Labeled shape records:
-- -- --

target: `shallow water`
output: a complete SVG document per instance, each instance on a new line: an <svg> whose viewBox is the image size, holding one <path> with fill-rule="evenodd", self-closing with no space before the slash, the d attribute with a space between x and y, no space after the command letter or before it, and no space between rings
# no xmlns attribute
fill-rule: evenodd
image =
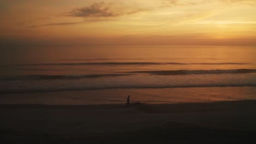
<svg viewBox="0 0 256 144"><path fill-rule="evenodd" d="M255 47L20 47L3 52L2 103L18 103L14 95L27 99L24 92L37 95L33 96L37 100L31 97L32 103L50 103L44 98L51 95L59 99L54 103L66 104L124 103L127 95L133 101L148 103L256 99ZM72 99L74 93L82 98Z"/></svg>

-- -- --

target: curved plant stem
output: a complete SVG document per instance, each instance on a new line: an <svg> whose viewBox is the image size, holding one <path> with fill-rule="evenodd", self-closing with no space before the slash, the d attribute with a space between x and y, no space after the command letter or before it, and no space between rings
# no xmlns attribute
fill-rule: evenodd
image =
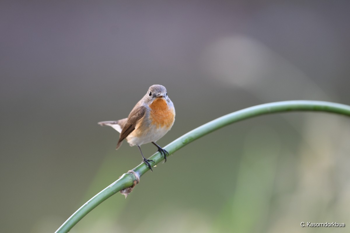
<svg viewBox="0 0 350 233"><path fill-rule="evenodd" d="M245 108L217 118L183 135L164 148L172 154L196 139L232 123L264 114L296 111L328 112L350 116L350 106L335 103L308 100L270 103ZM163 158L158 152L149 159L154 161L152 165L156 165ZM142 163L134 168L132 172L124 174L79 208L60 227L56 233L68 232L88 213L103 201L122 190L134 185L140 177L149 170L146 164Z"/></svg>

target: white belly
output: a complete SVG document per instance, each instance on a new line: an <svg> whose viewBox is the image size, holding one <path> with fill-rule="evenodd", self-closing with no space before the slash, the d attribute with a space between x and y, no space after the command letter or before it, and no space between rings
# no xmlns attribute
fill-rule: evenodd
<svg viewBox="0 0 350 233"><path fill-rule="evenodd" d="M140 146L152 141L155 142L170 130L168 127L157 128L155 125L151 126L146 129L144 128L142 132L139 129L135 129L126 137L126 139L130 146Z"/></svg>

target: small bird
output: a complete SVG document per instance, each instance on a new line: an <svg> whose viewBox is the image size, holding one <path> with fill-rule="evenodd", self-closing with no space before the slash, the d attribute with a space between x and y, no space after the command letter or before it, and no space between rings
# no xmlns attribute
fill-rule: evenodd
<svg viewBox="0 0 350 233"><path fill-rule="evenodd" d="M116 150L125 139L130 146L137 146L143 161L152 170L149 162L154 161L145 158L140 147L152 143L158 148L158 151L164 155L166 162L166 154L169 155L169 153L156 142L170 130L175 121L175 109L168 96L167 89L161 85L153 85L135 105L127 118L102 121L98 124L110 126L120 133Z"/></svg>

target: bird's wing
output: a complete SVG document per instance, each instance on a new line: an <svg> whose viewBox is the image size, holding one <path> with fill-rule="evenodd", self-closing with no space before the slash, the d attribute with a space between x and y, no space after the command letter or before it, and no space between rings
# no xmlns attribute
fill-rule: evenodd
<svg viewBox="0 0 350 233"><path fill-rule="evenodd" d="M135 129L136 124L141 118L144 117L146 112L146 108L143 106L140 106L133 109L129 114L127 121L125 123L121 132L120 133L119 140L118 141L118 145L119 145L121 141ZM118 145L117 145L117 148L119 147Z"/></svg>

-- -- --

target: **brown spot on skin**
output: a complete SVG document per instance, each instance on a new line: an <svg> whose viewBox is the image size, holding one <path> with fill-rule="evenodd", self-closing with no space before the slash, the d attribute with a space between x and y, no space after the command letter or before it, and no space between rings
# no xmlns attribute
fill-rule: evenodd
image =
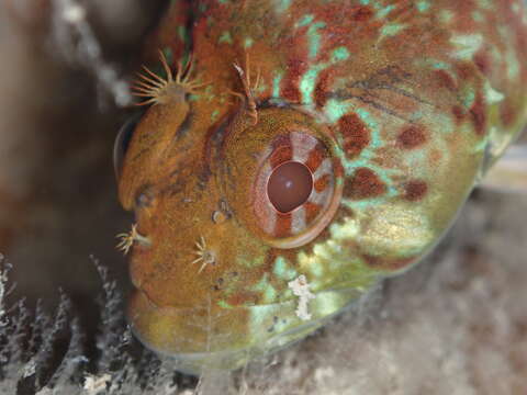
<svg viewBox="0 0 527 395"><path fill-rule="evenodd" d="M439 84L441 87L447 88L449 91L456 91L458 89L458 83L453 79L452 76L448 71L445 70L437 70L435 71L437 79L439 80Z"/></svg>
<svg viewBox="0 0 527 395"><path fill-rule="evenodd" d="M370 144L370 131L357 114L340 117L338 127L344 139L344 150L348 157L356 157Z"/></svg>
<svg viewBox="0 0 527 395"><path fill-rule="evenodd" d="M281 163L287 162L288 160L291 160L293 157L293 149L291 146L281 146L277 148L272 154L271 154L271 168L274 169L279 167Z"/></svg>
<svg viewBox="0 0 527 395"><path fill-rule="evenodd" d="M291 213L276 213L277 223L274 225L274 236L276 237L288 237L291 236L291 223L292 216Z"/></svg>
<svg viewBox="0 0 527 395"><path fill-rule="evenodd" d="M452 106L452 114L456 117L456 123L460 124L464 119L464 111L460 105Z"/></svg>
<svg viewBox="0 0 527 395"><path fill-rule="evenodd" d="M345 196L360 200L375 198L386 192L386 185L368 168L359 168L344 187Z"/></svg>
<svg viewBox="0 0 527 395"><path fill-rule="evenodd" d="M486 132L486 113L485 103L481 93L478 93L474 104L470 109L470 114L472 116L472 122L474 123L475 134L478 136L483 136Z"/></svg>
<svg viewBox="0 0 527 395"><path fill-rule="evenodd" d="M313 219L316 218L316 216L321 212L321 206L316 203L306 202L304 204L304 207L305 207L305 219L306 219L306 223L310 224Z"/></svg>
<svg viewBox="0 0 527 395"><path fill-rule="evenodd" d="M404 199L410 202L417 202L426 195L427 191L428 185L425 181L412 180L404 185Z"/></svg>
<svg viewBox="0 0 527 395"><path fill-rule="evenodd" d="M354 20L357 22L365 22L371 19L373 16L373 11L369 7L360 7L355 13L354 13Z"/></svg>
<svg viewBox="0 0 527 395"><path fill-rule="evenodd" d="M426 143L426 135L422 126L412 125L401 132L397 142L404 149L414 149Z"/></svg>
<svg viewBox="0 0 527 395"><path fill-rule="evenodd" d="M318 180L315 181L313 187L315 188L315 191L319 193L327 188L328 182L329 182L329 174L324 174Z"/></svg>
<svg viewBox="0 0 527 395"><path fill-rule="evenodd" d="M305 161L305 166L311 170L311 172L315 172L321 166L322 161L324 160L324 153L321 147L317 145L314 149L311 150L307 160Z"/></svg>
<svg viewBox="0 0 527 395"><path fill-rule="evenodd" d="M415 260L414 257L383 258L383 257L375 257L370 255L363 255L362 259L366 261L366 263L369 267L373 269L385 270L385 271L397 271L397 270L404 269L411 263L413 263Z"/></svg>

-- -- --

Locate every line in the rows that contains the word "bird", and copy each of those lines.

SOLUTION:
target: small bird
target: bird's wing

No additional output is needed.